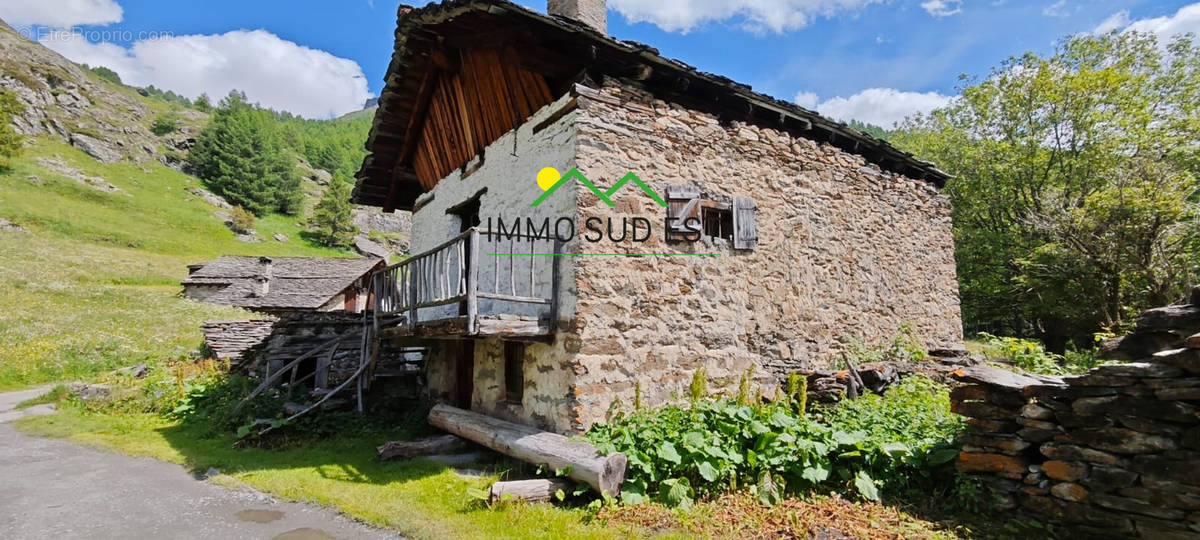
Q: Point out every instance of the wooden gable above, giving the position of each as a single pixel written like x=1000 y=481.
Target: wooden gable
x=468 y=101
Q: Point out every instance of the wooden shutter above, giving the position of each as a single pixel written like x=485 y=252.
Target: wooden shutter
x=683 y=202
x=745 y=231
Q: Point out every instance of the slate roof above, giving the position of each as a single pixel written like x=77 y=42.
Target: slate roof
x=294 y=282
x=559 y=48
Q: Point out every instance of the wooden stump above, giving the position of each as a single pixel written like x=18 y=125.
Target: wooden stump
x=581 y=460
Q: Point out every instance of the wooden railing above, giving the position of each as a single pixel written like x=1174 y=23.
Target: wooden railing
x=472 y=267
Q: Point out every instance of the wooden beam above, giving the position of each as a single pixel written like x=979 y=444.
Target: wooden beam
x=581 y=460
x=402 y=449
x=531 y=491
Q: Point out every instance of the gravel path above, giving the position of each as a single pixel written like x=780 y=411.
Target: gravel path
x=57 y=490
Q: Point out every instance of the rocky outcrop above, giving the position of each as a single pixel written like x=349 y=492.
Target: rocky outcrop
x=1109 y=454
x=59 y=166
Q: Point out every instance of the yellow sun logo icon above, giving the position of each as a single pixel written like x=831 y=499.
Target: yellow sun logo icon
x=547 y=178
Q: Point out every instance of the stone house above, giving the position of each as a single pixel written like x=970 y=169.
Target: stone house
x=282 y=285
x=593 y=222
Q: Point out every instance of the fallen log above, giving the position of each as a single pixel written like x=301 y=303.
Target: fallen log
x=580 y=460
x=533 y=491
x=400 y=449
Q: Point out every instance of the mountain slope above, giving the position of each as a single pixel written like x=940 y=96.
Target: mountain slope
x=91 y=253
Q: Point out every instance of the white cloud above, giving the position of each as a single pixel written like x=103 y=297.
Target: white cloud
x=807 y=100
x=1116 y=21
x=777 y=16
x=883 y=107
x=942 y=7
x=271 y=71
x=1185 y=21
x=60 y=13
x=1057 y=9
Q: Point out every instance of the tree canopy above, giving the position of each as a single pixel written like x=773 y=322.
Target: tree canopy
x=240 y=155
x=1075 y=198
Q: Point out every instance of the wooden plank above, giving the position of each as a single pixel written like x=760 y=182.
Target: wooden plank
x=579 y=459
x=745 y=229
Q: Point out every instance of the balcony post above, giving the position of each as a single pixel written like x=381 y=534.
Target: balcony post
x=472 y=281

────────

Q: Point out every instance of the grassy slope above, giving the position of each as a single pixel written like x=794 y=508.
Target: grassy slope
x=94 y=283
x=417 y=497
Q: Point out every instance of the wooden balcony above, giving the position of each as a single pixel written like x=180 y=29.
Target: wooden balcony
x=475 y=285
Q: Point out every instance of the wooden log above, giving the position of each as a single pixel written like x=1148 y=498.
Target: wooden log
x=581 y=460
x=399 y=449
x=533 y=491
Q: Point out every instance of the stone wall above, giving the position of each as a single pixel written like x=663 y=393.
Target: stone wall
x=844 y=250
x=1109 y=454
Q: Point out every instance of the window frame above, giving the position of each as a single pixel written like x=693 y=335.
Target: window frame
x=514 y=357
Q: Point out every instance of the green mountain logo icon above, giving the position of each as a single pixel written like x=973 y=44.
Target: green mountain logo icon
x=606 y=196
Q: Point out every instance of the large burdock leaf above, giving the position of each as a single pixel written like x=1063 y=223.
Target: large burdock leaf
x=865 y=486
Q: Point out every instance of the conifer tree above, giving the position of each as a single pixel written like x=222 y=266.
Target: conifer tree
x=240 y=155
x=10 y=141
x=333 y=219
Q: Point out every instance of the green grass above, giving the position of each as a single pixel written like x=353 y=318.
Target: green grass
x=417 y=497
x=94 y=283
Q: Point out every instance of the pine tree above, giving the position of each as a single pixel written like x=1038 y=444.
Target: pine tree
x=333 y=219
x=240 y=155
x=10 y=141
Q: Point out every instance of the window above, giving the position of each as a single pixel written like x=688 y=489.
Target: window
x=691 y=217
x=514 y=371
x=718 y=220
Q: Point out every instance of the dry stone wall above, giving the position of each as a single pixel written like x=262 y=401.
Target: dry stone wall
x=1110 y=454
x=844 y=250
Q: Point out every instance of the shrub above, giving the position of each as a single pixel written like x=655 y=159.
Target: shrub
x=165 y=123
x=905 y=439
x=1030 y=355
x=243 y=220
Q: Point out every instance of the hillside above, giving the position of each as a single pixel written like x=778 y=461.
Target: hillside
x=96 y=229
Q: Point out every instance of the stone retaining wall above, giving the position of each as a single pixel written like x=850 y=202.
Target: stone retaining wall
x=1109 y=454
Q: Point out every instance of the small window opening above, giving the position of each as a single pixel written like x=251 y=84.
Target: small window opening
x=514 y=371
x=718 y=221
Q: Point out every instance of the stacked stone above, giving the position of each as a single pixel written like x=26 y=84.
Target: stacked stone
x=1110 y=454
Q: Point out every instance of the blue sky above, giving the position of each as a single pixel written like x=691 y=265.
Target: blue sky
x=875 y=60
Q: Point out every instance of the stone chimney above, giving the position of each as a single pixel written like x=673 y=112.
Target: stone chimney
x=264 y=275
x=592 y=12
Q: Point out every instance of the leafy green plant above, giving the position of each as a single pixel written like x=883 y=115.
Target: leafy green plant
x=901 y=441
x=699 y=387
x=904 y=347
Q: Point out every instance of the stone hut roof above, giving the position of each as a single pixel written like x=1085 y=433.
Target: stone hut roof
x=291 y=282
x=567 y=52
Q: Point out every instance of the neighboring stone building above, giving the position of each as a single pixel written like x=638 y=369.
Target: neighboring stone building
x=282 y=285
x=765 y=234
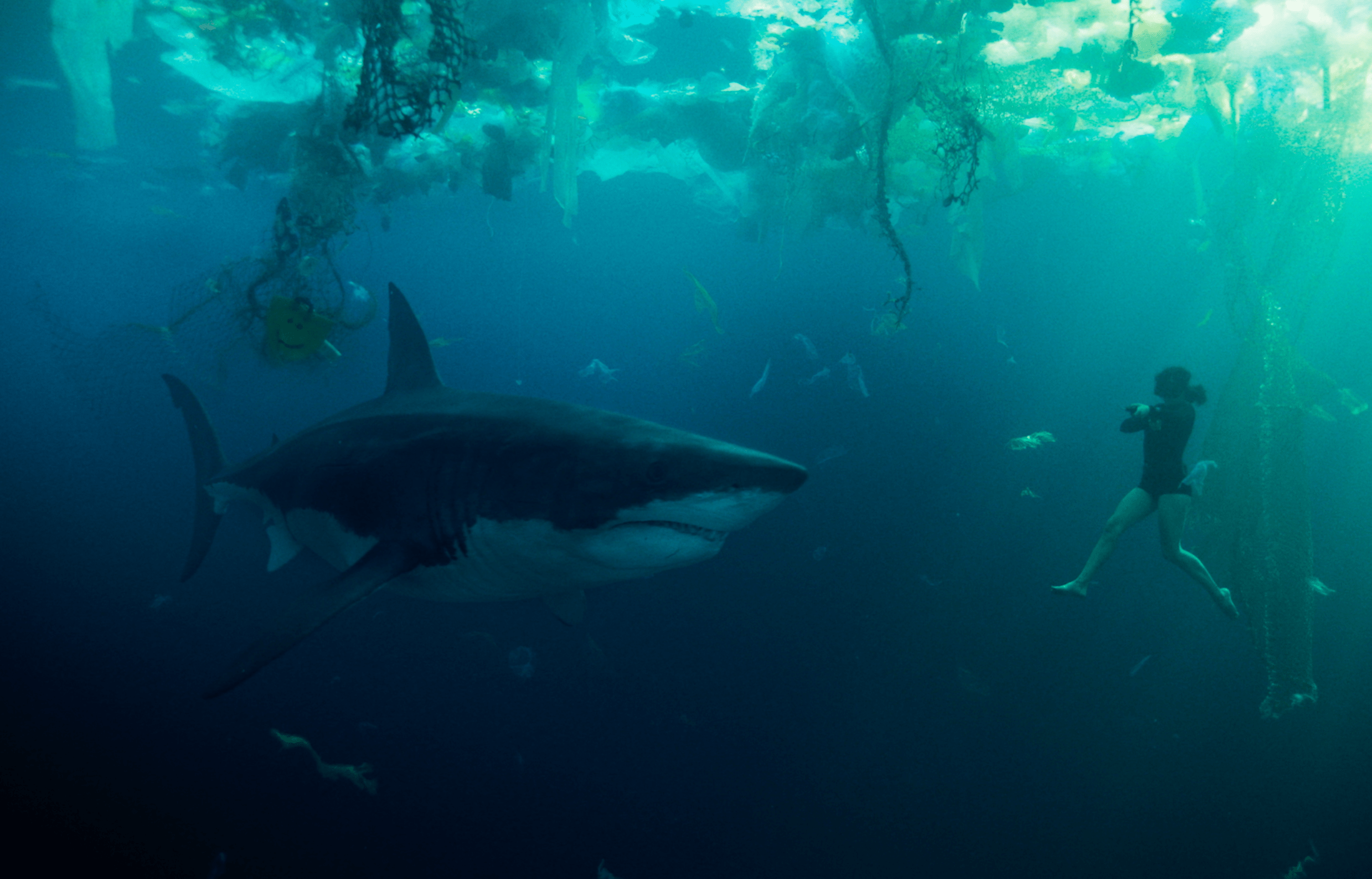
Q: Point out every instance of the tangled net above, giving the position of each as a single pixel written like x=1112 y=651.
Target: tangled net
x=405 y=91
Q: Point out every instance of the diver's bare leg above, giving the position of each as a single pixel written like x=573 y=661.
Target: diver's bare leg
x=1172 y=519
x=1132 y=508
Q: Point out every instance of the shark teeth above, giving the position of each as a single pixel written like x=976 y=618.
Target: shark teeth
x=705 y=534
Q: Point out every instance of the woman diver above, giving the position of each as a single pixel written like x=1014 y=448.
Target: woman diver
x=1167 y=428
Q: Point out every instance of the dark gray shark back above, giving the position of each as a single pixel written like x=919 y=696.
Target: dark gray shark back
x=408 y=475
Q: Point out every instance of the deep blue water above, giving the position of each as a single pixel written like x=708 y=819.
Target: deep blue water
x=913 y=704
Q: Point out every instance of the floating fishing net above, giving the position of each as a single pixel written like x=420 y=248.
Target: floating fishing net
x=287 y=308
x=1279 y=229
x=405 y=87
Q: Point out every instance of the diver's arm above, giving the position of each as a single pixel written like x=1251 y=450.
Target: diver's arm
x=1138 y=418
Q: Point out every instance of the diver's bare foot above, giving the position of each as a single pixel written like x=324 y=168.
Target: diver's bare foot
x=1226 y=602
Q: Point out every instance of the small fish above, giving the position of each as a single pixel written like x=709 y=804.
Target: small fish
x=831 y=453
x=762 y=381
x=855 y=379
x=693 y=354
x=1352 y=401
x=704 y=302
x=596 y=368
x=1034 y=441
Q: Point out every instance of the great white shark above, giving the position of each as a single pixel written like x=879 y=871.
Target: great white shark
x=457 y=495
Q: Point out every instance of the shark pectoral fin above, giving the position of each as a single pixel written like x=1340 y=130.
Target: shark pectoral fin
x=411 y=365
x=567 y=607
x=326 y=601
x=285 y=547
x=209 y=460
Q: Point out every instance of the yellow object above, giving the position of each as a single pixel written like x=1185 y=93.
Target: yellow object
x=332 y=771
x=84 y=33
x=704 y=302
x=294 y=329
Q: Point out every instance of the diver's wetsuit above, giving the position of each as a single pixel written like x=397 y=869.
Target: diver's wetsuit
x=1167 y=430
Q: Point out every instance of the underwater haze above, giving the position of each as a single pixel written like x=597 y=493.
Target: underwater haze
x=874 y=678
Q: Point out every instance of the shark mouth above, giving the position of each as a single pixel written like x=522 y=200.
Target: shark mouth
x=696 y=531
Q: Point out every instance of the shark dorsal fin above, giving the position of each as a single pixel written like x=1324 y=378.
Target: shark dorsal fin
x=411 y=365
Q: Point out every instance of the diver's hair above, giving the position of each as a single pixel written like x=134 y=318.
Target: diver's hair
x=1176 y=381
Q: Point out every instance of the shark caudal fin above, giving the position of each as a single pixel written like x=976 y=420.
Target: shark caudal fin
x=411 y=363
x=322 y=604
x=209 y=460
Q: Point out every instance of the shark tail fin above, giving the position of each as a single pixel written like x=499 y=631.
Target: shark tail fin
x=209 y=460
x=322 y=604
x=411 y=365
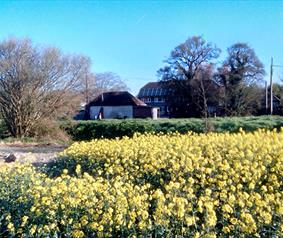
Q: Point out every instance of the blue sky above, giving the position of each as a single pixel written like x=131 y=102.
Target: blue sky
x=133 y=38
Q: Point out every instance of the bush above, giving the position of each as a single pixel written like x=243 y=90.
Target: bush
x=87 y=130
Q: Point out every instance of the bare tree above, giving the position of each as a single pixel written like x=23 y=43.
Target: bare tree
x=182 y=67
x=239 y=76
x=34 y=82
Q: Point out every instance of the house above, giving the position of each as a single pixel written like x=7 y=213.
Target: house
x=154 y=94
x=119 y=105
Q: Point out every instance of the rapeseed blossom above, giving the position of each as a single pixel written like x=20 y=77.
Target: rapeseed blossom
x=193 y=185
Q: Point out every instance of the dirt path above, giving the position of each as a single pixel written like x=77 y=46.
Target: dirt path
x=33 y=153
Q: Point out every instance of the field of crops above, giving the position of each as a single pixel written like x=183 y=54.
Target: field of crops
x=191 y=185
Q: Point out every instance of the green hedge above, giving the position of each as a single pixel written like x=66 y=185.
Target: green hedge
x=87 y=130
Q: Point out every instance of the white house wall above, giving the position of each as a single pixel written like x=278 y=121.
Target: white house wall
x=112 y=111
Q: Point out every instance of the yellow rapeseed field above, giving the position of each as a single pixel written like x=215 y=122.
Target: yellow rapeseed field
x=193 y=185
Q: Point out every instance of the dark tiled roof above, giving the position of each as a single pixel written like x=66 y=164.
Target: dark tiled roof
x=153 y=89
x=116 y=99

────────

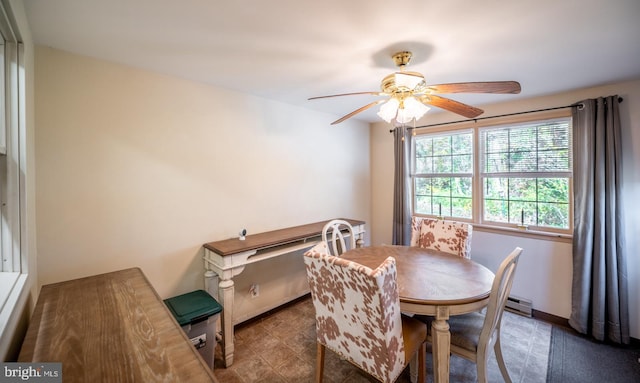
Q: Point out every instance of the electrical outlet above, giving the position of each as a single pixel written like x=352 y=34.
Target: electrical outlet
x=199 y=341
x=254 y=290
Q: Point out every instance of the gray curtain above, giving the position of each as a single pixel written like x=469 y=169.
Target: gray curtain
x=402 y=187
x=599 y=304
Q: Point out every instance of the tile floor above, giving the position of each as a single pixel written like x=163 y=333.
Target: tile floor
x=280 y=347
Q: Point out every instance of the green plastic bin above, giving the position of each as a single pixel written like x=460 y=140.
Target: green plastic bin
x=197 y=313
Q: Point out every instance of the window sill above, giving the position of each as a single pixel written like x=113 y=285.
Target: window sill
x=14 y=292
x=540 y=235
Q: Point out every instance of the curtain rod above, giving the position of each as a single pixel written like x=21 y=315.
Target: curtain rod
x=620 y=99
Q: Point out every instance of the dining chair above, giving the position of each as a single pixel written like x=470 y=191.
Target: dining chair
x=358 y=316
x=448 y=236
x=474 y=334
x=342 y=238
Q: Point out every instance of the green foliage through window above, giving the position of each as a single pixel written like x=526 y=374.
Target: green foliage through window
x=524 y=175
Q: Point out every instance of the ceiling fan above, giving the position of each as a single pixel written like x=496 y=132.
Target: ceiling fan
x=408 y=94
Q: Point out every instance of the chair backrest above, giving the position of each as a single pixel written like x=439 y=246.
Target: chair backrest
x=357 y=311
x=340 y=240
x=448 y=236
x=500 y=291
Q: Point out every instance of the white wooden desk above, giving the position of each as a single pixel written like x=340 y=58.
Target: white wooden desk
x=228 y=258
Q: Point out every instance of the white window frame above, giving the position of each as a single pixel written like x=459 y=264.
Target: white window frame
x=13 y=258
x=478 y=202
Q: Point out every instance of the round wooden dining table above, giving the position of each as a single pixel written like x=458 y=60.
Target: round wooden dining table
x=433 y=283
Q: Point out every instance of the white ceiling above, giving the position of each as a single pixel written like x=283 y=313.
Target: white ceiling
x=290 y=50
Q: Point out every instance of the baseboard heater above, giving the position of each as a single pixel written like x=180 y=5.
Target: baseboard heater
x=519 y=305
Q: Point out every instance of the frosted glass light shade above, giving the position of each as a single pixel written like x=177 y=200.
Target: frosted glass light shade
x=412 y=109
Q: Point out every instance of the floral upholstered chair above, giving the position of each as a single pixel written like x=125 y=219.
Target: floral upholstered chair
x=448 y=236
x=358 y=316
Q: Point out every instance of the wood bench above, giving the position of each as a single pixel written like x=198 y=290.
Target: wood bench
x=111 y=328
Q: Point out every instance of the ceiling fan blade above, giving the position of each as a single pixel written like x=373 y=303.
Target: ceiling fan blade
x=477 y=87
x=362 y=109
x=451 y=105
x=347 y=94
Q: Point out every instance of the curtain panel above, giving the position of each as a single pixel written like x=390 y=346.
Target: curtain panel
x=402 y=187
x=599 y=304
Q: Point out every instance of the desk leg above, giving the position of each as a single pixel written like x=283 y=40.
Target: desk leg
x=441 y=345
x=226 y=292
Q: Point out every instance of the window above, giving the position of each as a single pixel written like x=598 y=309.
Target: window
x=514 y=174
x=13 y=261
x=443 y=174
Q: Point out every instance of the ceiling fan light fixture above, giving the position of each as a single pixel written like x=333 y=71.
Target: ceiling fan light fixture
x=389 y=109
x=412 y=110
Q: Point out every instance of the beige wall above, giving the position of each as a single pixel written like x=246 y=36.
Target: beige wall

────────

Copy out, word for word, the stretch of the records above that begins with the line containing "Q: Point out every instance of the curtain panel" and ends with the line containing "x=226 y=292", both of those lines included.

EXERCISE RESPONSE:
Q: Point out every instance of the curtain panel above, giving the position of each as a single pixel written like x=390 y=346.
Target: curtain panel
x=402 y=187
x=599 y=304
Q: Point out every instance of the desk leg above, giving the position of each as a single pixel written like x=283 y=40.
Target: desk leg
x=441 y=345
x=226 y=292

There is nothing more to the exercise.